== TRECHO DO DOCUMENTO ==
• • •
Presente há pelo menos 30 anos no mercado brasileiro, o glifosato, herbicida mais utilizado no país, virou o centro de uma polêmica. Nesta semana, o Ministério Público Federal (MPF) entrou na Justiça Federal contra a liberação da comercialização de sementes transgênicas tolerantes ao defensivo, em medida que valeria para todo o país, até que a Anvisa (Agência Nacional de Vigilância Sanitária) conclua o processo de reavaliação toxicológica do produto.
De acordo com o MPF, sementes de soja, milho e algodão foram liberadas pela CTNBio (Comissão Técnica Nacional de Biossegurança), órgão vinculado ao Ministério da Ciência, Tecnologia e Inovação, sem que se observasse os postulados da prevenção e da precaução.
Segundo a entidade, pelo princípio da precaução, seria obrigatório rechaçar qualquer produto ou empreendimento enquanto não se tem certeza científica sobre sua segurança para o meio ambiente ou para a saúde pública. O MPF argumenta que, com a liberação da venda das sementes, a utilização do glifosato será ainda maior, sem que o produto tenha sido, de fato, classificado como seguro. “Se de um lado os agrotóxicos podem diminuir as perdas agronômicas e favorecer os lucros dos produtores, de outro, toda a sociedade arca com um custo muito maior para remediar os efeitos negativos dessas substâncias sobre a saúde pública e sobre o meio ambiente”, afirmam as procuradoras responsáveis pela ação.
Elas defendem que o uso excessivo da substância desequilibraria o meio ambiente, com o surgimento de pragas resistentes e a necessidade de aplicar mais herbicida, além do fato de que o defensivo estaria relacionado ao aumento da incidência de câncer, depressão, malformações, efeitos sobre o sistema imunológico e infertilidade.
• • •
== DADOS FORNECIDOS ==

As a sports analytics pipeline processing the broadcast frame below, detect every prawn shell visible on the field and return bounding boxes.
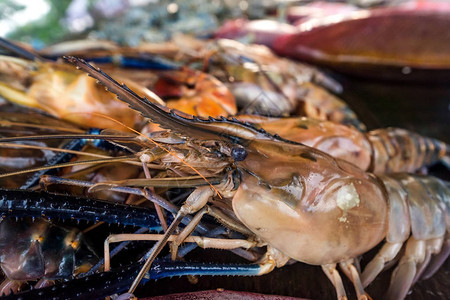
• • •
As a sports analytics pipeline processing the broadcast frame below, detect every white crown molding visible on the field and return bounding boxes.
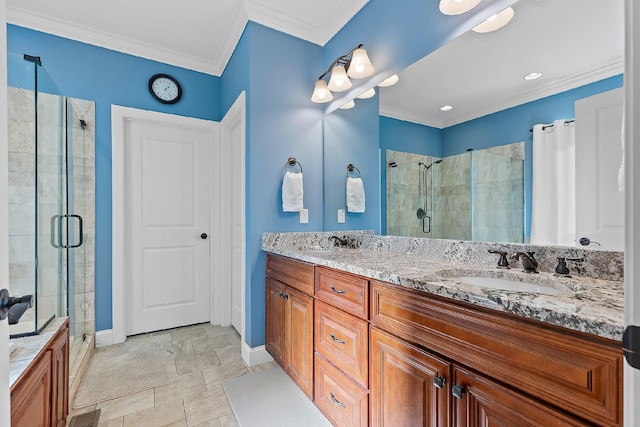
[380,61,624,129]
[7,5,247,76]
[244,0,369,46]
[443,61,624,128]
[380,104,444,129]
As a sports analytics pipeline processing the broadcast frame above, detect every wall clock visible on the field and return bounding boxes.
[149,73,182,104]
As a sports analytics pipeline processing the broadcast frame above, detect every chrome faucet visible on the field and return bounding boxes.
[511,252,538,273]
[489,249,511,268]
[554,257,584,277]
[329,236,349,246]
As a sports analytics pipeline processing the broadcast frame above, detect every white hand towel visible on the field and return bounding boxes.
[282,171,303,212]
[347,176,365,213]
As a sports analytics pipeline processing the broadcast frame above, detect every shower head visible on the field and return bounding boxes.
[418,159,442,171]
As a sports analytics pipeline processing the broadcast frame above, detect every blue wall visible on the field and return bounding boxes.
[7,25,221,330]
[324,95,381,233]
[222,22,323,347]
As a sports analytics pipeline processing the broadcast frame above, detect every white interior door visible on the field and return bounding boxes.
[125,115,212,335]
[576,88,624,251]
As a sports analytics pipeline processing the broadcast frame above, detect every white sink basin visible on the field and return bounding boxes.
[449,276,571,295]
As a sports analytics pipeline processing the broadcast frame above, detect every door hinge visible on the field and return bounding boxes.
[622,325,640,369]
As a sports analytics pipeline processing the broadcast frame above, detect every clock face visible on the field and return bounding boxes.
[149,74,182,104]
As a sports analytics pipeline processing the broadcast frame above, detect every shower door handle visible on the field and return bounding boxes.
• • •
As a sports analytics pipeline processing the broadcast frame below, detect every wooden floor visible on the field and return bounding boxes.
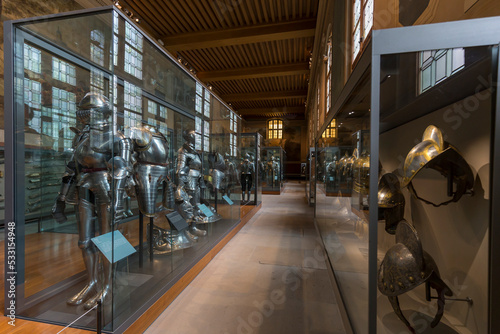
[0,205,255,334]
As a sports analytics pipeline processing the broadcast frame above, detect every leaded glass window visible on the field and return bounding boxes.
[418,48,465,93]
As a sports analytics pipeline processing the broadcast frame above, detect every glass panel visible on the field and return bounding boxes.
• • •
== O QUE FAZER ==
Como seguiria a reportagem sobre o glifosato? Dê sequência a ela a partir do último parágrafo apresentado. As linhas acima não têm relação com a reportagem sobre o glifosato.

== RESPOSTA ESCRITA ==
Contraponto
O consultor em tecnologia da CNA (Confederação da Agricultura e Pecuária do Brasil), Reginaldo Minaré, vê com ressalvas a atuação de órgãos não-técnicos em ações que podem ter impacto significativo à cadeia agropecuária.
“Temos um poder público que tem um gasto significativo com a manutenção da Anvisa e da CTNBio. Vejo com certa reserva esse tipo de ação, porque confronta os órgãos técnicos do governo e a área jurídica não é a mais indicada para avaliar se uma tecnologia é segura ou não, não se estuda isso nas faculdades de Direito”, afirma Minaré. “É evidente que esses agentes se baseiam em estudos, mas no Brasil temos instituições técnicas e esse debate deveria ser levado para essas instituições. Do ponto de mais prático, se o MP entra com uma ação e por ventura venha uma liminar, como é que fica o plantio da safra? Vai ter semente? Uma decisão sem muito fundamento pode criar um problema para a safra brasileira.”
O consultor reconhece que existe a necessidade de ampliar o portfólio de produtos, seja do ponto de vista mercadológico, para baratear os custos, ou por um viés fitossanitário, para evitar pragas tolerantes, mas pontua que não há estudos que comprovem a relação do glifosato com as enfermidades destacadas pelo MPF. “É um produto muito utilizado e não tem pesquisa séria que vincule os problemas ao produto, desde que ele seja utilizado corretamente”, salienta. “Os transgênicos estão no mercado há 20 anos, são seguros, não se tem notícia de dano por essas plantas que a CTNBio liberou e considerou como seguras, seja com relação à saúde humana, ao meio ambiente e à saúde animal.”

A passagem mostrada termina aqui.